§ Work request: Rewrite the part of the study-abroad article that opens with the words "What initially felt" and closes with "an actual earthquake.", putting "carnival ride" in place of "rollercoaster ride".

§ Study text:
━━━━━━
Abroad programs plan for emergencies

The Learning Abroad Center has canceled one abroad program in the last five years.

Lindsay Guentzel

When the walls of her hostel in Lima, Peru started shaking on Aug. 15, University of Minnesota-Duluth senior Brittany Jurek wasn’t too worried. Having been warned about the small shocks beforehand, the group of students she was traveling with was prepared for them.

“Earthquakes are common in Lima. They have little ones on and off that last just a little bit,” Jurek said.

What initially felt like a passing train soon grew into fierce shakes that reminded Jurek of a rollercoaster ride, she said. It was at that point the group realized it was an actual earthquake.

“I don’t remember anybody being that scared,” Jurek said. “But then it started to go a little bit longer so our group leaders were like, OK, everybody get under the door shaft.”

As the earthquake passed the two-minute mark, the group evacuated the hostel and waited outside on the street until the building was safe to enter.

With no telephone or Internet service, students relied on international cell phones to contact their families.
━━━━━━
§ Dataset records:

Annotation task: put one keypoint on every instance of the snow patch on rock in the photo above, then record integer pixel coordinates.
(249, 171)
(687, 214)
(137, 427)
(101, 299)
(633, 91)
━━━━━━
§ Answer space:
What initially felt like a passing train soon grew into fierce shakes that reminded Jurek of a carnival ride, she said. It was at that point the group realized it was an actual earthquake.